— START READING PASSAGE —
Question

In: Operations Management

You are the store manager for a Bomberland store. One of your products is a study...

You are the store manager for a Bomberland store. One of your products is a study desk. This desk comes in two colors: maple and cherry. Weekly demand for each desk color follows a Normal distribution with mean 100 and standard deviation 50. The demands for the two colors are independent. You order inventory replenishments weekly, the lead-time from your supplier is 3 weeks and your supplier is quite reliable, i.e., you always receive your entire order in three weeks. You use the order up-to model to decide your order quantities.

24. Suppose your order up-to level S is 400 for maple. After receiving your weekly delivery from your supplier at the beginning of a week, you note that you have 250 units of the maple desk on-hand, 100 maple desks still on-order and no maple desks backordered. How many maple desks will you order this week?

a. 0

b. 50

c. 100

d. 150

e. 200

25. Suppose your order up-to level is 500 for maple desks. With a 3-week lead time, what is your expected ending inventory of maple desks? Choose the closest number.
— END READING PASSAGE —
**WHAT TO DO**.
a – Answer these questions about the desk inventory problem, one per line:
(i) In which two colors does the study desk come?
(ii) How long is the lead time from the supplier?
(iii) In item 24, how many maple desks are on hand after the weekly delivery?
b – Print the portion of the desk inventory problem between "25. Suppose your" and "the closest number.", inclusive.
— START PROVIDED INFORMATION —
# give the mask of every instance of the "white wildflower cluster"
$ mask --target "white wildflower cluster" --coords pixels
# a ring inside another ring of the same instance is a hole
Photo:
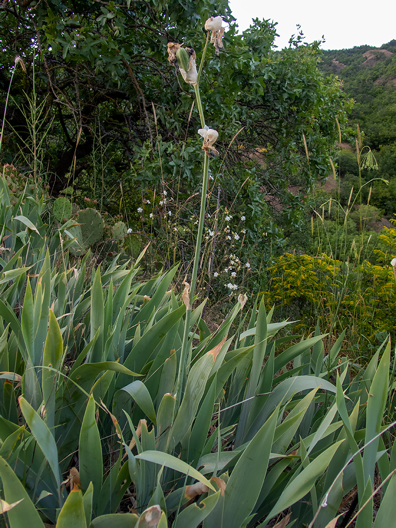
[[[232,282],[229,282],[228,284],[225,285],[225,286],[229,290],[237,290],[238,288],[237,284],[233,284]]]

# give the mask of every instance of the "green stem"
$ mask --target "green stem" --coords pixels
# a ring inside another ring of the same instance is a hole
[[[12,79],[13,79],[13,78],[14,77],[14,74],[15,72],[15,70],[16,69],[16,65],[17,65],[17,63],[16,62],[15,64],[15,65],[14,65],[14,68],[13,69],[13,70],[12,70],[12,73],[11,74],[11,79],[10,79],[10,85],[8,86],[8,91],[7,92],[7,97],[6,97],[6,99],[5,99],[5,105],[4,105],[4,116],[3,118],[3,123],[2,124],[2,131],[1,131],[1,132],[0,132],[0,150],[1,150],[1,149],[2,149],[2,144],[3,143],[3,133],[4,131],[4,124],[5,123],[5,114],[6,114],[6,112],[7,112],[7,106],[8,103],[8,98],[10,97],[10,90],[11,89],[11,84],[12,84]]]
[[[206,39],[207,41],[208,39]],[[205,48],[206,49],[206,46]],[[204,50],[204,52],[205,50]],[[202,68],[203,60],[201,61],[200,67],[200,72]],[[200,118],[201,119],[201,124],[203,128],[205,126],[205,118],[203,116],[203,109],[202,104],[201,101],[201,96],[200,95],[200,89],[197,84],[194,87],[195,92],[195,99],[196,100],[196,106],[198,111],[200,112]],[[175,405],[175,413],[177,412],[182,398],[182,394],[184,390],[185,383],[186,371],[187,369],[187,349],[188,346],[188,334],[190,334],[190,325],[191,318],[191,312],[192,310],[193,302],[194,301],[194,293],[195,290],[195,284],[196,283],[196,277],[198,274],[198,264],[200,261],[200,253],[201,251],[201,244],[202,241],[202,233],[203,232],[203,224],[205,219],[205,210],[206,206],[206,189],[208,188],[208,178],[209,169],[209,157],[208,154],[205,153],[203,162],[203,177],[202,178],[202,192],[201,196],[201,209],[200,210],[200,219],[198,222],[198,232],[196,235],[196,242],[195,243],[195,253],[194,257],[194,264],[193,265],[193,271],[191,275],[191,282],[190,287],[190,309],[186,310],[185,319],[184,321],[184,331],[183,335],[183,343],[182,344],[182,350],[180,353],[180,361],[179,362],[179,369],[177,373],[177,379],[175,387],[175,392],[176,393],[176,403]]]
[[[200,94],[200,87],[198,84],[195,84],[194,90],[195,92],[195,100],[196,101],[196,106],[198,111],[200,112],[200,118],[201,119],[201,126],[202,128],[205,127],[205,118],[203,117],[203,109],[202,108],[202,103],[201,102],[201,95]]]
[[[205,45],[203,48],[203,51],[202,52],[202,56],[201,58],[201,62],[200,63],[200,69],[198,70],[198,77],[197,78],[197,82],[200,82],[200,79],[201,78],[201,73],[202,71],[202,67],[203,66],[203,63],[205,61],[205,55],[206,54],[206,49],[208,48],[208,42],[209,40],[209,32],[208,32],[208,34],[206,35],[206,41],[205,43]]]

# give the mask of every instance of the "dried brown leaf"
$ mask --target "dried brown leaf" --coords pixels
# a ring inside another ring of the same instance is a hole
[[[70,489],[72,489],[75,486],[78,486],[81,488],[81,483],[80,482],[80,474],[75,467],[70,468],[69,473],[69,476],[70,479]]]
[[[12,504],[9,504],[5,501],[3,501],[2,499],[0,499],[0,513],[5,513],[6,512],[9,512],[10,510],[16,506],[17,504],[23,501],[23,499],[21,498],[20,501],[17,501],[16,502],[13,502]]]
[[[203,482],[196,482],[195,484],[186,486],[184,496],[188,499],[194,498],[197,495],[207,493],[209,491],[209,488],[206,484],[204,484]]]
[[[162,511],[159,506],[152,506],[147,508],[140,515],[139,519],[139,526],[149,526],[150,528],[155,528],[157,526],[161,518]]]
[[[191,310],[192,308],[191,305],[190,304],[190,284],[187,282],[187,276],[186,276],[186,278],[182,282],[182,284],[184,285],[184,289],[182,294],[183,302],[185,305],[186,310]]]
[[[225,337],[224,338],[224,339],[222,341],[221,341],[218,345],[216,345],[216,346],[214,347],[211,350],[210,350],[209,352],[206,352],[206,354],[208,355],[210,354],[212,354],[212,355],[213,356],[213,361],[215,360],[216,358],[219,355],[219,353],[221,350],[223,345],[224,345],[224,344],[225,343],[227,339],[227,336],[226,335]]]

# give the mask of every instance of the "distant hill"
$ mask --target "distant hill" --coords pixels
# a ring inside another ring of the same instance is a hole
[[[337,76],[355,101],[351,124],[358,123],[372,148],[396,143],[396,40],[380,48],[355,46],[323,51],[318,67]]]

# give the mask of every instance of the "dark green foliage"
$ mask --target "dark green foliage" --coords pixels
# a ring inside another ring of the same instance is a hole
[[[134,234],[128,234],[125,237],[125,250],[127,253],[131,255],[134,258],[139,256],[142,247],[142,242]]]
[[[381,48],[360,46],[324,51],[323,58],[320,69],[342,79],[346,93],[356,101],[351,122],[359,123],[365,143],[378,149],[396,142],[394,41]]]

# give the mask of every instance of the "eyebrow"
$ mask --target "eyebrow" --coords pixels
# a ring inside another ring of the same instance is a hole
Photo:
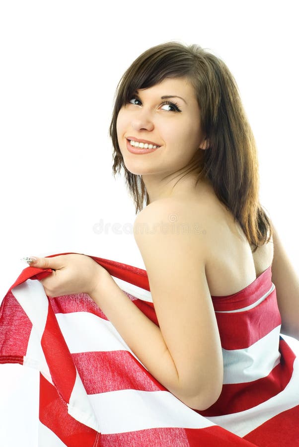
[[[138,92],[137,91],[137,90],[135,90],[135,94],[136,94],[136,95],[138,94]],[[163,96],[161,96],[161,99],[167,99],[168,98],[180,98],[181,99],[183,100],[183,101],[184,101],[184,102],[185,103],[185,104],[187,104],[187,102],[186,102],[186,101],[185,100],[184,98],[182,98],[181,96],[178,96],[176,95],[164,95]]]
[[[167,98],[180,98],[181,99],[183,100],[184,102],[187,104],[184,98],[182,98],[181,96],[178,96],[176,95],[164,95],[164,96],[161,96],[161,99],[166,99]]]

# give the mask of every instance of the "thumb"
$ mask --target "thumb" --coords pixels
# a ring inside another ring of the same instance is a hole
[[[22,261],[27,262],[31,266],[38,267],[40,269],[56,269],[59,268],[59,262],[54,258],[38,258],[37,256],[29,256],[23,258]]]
— END PROVIDED INFORMATION —
— START PROVIDED INFORMATION —
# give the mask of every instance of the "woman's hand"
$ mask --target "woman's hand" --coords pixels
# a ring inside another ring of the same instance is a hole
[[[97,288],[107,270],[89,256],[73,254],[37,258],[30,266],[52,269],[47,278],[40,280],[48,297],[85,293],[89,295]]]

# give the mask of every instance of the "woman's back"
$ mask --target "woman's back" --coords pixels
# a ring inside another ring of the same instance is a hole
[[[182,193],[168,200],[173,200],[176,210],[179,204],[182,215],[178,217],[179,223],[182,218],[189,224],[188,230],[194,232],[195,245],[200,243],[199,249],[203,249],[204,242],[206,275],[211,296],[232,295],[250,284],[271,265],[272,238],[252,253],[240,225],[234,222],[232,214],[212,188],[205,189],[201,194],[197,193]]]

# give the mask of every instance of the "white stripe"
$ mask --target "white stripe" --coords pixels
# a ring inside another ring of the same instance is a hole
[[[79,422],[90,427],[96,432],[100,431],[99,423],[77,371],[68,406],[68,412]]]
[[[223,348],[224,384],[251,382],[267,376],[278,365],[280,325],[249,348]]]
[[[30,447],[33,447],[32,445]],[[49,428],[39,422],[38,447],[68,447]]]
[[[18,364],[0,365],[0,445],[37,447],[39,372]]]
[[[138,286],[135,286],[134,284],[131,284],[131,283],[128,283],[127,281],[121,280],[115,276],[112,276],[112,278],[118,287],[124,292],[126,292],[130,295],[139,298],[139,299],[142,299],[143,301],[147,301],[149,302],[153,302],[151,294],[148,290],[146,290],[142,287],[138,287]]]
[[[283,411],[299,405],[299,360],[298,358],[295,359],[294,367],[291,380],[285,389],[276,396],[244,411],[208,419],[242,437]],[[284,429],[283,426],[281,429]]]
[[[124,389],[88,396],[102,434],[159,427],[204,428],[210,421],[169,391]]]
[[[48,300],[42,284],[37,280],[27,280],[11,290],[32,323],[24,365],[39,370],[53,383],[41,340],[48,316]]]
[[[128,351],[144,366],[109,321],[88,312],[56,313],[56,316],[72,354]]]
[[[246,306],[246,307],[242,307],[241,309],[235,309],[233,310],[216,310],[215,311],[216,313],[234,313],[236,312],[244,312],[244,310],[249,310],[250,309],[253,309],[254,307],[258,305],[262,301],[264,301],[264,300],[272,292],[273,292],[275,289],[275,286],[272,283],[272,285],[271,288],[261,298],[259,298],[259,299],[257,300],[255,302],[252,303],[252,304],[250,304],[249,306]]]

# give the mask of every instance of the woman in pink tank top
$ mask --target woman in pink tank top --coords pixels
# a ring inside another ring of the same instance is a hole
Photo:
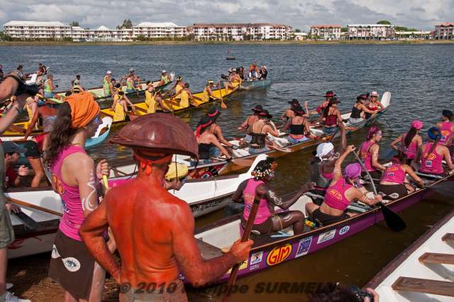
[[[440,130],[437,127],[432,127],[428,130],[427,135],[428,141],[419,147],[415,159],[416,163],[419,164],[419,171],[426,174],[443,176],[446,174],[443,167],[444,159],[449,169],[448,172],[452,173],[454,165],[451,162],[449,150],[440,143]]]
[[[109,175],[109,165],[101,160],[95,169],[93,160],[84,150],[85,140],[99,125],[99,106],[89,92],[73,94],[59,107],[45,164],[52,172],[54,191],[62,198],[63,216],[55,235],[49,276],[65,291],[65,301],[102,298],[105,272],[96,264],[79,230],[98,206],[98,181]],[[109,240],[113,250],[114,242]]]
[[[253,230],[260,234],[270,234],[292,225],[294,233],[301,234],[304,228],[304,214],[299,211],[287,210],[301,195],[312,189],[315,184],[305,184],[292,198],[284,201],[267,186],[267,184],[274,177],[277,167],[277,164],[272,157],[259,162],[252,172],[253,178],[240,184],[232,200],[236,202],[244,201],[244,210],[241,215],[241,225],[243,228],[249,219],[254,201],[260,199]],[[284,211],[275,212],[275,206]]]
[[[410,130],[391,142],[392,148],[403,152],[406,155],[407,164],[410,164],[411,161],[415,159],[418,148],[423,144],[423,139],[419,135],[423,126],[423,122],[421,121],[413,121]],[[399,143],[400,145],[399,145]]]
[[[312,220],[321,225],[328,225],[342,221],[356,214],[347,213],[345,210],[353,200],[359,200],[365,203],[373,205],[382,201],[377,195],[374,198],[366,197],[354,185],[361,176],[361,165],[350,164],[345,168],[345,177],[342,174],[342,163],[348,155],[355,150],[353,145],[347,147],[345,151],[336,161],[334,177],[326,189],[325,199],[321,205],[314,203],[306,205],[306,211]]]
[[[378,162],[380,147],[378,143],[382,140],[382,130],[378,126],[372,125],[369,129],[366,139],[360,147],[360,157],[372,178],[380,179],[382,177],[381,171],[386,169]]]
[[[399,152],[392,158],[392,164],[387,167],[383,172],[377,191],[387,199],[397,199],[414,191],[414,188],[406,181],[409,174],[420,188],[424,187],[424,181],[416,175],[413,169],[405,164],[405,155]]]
— END PROVIDED INFORMATION —
**WRITTEN RESPONSES**.
a –
(i) Maple and cherry
(ii) 3 weeks
(iii) 250 units

b –
25. Suppose your order up-to level is 500 for maple desks. With a 3-week lead time, what is your expected ending inventory of maple desks? Choose the closest number.